■ Description of the task: Which lines of the records below contain the word "water"? Pull out each one in full.
Start
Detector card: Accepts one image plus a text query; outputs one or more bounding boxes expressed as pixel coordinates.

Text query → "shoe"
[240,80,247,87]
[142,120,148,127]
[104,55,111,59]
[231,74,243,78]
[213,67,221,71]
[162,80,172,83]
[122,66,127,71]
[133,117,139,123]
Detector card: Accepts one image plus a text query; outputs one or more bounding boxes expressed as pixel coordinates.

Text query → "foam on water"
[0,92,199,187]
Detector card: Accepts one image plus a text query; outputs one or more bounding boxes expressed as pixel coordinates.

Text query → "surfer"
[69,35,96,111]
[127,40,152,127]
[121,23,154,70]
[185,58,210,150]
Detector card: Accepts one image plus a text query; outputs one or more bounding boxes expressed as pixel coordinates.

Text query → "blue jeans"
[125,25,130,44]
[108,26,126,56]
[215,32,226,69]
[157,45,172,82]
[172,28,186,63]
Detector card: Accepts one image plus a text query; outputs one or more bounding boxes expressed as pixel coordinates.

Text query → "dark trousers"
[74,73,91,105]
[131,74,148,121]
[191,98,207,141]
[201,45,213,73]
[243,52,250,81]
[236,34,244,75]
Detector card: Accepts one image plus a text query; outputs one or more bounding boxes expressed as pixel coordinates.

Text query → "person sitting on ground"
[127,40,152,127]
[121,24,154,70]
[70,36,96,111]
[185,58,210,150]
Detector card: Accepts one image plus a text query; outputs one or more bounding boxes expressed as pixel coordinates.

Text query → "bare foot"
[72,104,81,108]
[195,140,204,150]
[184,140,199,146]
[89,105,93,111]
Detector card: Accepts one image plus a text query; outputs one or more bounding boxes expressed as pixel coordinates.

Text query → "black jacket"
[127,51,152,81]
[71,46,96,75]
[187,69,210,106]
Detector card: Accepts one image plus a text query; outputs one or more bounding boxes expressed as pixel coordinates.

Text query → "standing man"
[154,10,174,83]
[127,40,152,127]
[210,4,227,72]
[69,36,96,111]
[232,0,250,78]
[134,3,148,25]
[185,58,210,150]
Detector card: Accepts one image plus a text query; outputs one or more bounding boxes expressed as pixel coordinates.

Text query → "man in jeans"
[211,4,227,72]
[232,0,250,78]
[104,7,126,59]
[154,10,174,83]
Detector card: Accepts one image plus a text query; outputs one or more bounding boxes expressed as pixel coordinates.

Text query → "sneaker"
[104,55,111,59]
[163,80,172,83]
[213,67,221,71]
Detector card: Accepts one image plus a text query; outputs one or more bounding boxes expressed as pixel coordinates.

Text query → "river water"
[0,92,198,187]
End
■ Final result:
Text query → "foam on water"
Text query → "river water"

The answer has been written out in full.